JOB:
In the lines below, find the one that contains "If you could point to the gray beard" and write it out exactly, along with every line that follows it.

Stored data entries
=-=-=

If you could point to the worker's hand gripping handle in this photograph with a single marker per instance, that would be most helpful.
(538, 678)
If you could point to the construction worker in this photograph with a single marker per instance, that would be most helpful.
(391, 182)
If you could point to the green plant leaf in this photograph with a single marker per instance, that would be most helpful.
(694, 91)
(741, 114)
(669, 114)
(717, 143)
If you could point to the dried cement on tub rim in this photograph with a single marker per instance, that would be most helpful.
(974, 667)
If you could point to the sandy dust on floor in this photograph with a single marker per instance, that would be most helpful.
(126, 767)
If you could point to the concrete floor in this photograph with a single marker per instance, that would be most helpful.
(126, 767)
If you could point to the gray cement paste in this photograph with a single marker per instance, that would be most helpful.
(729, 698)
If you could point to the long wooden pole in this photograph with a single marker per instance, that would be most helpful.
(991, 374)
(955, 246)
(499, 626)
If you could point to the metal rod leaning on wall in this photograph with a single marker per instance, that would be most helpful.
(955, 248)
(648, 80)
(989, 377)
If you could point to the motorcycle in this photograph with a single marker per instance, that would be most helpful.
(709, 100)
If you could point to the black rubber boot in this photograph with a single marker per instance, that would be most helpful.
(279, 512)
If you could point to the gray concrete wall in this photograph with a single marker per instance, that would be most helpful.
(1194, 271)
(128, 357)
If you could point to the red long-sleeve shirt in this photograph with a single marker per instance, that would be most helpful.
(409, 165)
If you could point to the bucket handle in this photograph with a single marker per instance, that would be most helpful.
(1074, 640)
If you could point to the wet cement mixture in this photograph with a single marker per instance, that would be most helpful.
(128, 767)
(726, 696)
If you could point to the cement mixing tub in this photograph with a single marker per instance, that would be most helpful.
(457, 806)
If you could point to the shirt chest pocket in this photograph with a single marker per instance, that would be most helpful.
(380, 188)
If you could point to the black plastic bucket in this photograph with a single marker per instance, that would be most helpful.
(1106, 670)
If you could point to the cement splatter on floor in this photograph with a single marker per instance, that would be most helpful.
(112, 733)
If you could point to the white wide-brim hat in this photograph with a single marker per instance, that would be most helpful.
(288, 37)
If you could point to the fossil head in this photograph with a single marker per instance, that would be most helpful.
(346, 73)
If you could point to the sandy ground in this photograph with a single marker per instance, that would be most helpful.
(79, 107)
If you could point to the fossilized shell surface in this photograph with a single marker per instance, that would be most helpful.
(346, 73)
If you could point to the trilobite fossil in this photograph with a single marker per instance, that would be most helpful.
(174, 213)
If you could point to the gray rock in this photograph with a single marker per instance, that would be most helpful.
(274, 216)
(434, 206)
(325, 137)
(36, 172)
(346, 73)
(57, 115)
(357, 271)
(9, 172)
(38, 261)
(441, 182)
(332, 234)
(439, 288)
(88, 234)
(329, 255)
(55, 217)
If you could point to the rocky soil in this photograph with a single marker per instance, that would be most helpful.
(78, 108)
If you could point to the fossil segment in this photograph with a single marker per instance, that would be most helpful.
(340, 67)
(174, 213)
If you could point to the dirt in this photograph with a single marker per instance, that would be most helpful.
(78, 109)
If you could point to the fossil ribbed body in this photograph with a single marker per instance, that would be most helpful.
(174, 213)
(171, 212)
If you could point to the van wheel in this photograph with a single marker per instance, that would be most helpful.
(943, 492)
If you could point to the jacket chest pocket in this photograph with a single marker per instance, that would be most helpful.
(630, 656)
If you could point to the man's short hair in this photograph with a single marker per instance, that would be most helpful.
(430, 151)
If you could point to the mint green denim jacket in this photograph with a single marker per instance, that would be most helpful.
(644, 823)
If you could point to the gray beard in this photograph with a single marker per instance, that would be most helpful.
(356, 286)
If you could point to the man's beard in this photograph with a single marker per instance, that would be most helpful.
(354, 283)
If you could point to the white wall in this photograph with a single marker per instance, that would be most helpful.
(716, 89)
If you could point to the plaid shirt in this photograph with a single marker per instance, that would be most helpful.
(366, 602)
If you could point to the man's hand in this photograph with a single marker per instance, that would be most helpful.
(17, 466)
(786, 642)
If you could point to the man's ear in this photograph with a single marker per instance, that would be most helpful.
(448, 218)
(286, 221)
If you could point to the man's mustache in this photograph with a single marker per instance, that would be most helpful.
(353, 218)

=-=-=

OUTPUT BELOW:
If you could point to the gray beard in this photograph with a single marker per instance, that would be most helpful.
(356, 286)
If you could point to the man's beard in this photograph with a single marker per instance, that would be most helpful.
(354, 283)
If you could point to the white wall in this photograph with a single marker per instance, that would be most helpful.
(716, 89)
If you could point to the plaid shirt in this photograph with a single marker per instance, that would be most helpful.
(366, 602)
If you could point to the man's hand in this photograph with a single marker per instance, that would be most helpful.
(17, 466)
(786, 642)
If you could point to the man's ear in this photograph with a single marker per instance, that would be most helpful.
(448, 218)
(286, 221)
If you could point to the man's mustache in this photograph with a single marker per instance, that would be most helpful.
(353, 218)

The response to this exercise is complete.